Artigo:
Os verbos transitivos indiretos implicam uma estrutura sintática mais complexa, por conta da presença de uma preposição na frase. No começo, é preferível usar verbos com mais significado para os alunos, como "gostar", “brincar”.
A fim de facilitar a compreensão do emprego dos adjetivos, é conveniente trabalhar inicialmente com o verbo "ser". A atividade sugerida é a descrição de um objeto, pessoa ou animal com adjetivos antônimos, já que a apresentação por contraste facilita relacioná-los e compreender o significado de cada um.
Os advérbios devem ser introduzidos gradativamente conforme as frases exigirem. A introdução dos pronomes deve ser posterior ao domínio da simbolização de frases simples. Pode-se começar pela substituição do nome da criança pelo pronome pessoal "eu".
Os alunos construirão todas essas frases com as cartelas pictográficas, usando a primeira linha do fraselógrafo. Também poderão trabalhar individualmente em seus cadernos, usando cartelas de aproximadamente 6 cm x 4 cm, feitas em papel- espelho e desenhadas por eles mesmos. Nessa etapa, já devem ser introduzidos os exercícios de dinâmica gramatical e morfológica. Assim, por exemplo, tomando como base a frase "O menino come bolo", o aluno constrói outras, mantendo pelo menos um dos elementos da frase: "A menina come bolo"; "Os meninos comem bolo"; "As meninas comem bolo"; "O pato come bolo"; "O cachorro come bolo" etc. Nesse exemplo, manteve-se a ação e mudou-se o sujeito que realiza a ação. O professor pode direcionar essas construções, perguntando, por exemplo: “Além do menino, quem mais come bolo?” (porém sempre em um contexto significativo para o aluno). O objetivo desses exercícios é que o aluno adquira plasticidade no pensamento e, assim, os esquemas mentais necessários para a leitura já estarão adaptados às construções mais complexas a ser enfrentadas.

Segunda etapa do método integral
Um recurso didático importante nesta etapa do método integral são as cartelas-palavra, feitas com cartolinas semelhantes às anteriores, de igual tamanho e cor, nas quais está escrita a palavra correspondente a cada uma das cartelas-desenho, em letra cursiva ou de forma. Essas cartelas permitem apresentar orações escritas que reproduzem, paralelamente, as "orações pictográficas" confeccionadas com as cartelas-desenho.
Outro recurso didático necessário para o método integral é a lousa magnética que consiste numa prancha metálica, de aproximadamente 1 m x 0,6 m, sobre a qual se prendem, com pequenos imãs, as cartelas silabadas.
As cartelas silabadas são cartelas feitas em cartolina de forma e cor iguais às das cartelas-palavra, em que se devem escrever as mesmas palavras usadas na formação das frases, mas agora separadas por uma linha pontilhada transversal, indicando as sílabas de cada palavra. Essas cartelas são usadas no período da decomposição silábica, permitindo visualizar a composição das palavras em sílabas e orientar a observação daquelas que se deseja destacar. Já as cartelas-sílaba são feitas de cartolina, de aproximadamente 6 x 6 cm, em cor branca, nas quais se escrevem apenas sílabas, que servirão para a composição de diversas palavras. Essas cartelas-sílaba podem eventualmente ser feitas com imãs na parte de trás, e aí se pode usar como suporte o imantógrafo ou a lousa magnética.

Os dados:
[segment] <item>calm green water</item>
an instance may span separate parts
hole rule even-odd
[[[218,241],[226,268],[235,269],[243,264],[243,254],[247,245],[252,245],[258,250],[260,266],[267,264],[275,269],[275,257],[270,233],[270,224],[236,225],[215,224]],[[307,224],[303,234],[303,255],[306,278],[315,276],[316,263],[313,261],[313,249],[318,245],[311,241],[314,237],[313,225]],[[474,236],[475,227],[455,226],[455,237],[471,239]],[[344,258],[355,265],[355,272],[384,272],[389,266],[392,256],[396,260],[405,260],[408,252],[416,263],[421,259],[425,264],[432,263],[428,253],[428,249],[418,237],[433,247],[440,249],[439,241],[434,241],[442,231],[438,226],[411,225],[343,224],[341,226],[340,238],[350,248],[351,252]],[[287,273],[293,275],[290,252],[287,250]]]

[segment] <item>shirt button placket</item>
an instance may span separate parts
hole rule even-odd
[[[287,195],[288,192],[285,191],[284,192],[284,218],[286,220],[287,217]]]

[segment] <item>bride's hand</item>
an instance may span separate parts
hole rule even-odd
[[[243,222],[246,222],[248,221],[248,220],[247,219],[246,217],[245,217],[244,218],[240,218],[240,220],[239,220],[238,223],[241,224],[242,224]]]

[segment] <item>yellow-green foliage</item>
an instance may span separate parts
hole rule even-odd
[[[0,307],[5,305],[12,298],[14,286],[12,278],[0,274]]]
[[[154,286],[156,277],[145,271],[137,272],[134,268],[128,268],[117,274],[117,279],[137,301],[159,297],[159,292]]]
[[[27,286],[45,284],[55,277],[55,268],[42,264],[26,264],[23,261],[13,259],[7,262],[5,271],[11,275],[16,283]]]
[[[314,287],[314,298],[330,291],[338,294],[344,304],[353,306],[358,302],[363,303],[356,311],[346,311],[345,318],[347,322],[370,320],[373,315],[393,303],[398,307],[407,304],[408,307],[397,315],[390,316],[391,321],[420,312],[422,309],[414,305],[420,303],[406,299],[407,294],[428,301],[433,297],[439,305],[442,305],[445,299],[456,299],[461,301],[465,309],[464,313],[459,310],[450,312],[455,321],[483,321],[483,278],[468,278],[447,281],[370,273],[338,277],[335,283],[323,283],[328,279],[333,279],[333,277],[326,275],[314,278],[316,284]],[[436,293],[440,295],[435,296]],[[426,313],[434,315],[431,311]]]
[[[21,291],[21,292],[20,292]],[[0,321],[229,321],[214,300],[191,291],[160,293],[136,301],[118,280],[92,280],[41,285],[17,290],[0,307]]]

Objetivos:
(a) Reproduza, sem qualquer alteração, as linhas de dados que vão da linha que contém "[segment] <item>yellow-green foliage</item>" até a última linha de dados, ambas incluídas.
(b) Prossiga o artigo sobre as etapas do método integral e seus recursos didáticos, começando logo após a última frase apresentada.

Respostas escritas:
(a)
[segment] <item>yellow-green foliage</item>
an instance may span separate parts
hole rule even-odd
[[[0,307],[5,305],[12,298],[14,286],[12,278],[0,274]]]
[[[154,286],[156,277],[145,271],[137,272],[134,268],[128,268],[117,274],[117,279],[137,301],[159,297],[159,292]]]
[[[27,286],[45,284],[55,277],[55,268],[42,264],[26,264],[23,261],[13,259],[7,262],[5,271],[11,275],[16,283]]]
[[[314,287],[314,298],[330,291],[338,294],[344,304],[353,306],[358,302],[363,303],[356,311],[346,311],[345,318],[347,322],[370,320],[373,315],[393,303],[398,307],[407,304],[408,307],[397,315],[390,316],[391,321],[420,312],[422,309],[414,305],[420,303],[406,299],[407,294],[428,301],[433,297],[439,305],[442,305],[445,299],[456,299],[461,301],[465,309],[464,313],[459,310],[450,312],[455,321],[483,321],[483,278],[468,278],[447,281],[370,273],[338,277],[335,283],[323,283],[328,279],[333,279],[333,277],[326,275],[314,278],[316,284]],[[436,293],[440,295],[435,296]],[[426,313],[434,315],[431,311]]]
[[[21,291],[21,292],[20,292]],[[0,321],[229,321],[214,300],[191,291],[160,293],[136,301],[118,280],[92,280],[41,285],[17,290],[0,307]]]

(b)
Uma vez que o aluno tenha internalizado as estruturas do sintagma, as suas variações sintáticas e morfológicas, as cartelas pictográficas serão substituídas pelas cartelas-palavra. É nesse momento – depois de uma adequada consolidação da mecânica articular fonética e sua correspondência grafemática – que a criança internaliza completamente as matrizes da língua. É quando, de acordo com Oñativia (1986), ela adquire uma autêntica competência da linguagem: a criatividade e a reflexão metalinguística sobre a língua. Nessa etapa, Oñativia (1986) recomenda os seguintes procedimentos:

A.   Proporcionar o reconhecimento das expressões por "leitura" das frases pictográficas. Na segunda fileira do fraselógrafo, logo abaixo das cartelas pictográficas, deve-se dispor as cartelas-palavra correspondentes, escritas com letra cursiva ou de forma. Essas cartelas devem respeitar a cor de fundo estabelecida para cada função gramatical, para que a associação seja completa.
B.   As orações devem ser extraídas daquelas sugeridas e organizadas pictoricamente pelo aluno, as quais resultam de construções simples. Os temas podem ser muito variados, e os sons e as letras que constituem as palavras, de diferente formação e articulação.
C.  Nessa etapa, também se recomendam os exercícios de dinâmica gramatical e morfológica, com as cartelas-palavra. Isso evita a memorização das frases, enriquece o vocabulário e permite exercitar uma linguagem criadora, que incidirá mais tarde no estilo das composições escritas.
D.  Para afiançar a ortografia das palavras, recomenda-se o emprego do "dicionário funcional" da aula, que consiste num retângulo de madeira de 60 cm x 50 cm, com pequenos pregos curvados. Nesses pregos são penduradas cartelas onde se escrevem as palavras cuja ortografia represente certa dificuldade para os alunos. O número de pregos no tabuleiro deve ser igual ao número de letras do alfabeto, de tal modo que, ao surgir uma nova palavra, ela será analisada pelas crianças e logo colocada no lugar correspondente.
E.   Por fim, é importante deixar registradas no fichário gráfico algumas das frases trabalhadas na sala de aula. Ele constitui o livro de leitura dos alunos, que diariamente podem recorrer a ele para realizar a leitura das frases e lembrar como são escritas as palavras. A ordem das folhas deve ser sempre alterada para evitar a memorização.

Quando os alunos possuem certo número de orações como material de leitura no fichário gráfico, pode-se iniciar o trabalho silábico. Para isso, o professor inicialmente seleciona, entre as orações trabalhadas, aquelas com sílabas mais fáceis de escrever e com fonética clara. Utiliza-se, então, o fraselógrafo, como nos casos anteriores, mas dessa vez destaca-se a sílaba que vai ser estudada (veja a figura a seguir). Depois de destacadas algumas sílabas – o suficiente para construir novas palavras –, serão usadas as cartelas-sílaba imantadas. Na lousa magnética, o aluno poderá combinar as sílabas a fim de formar novas palavras, que serão integradas em outras frases. Quando as crianças alcançarem certa segurança no uso das sílabas simples e diretas, pode-se começar a utilizar as sílabas mais complexas (pra, vro, an, em, al etc).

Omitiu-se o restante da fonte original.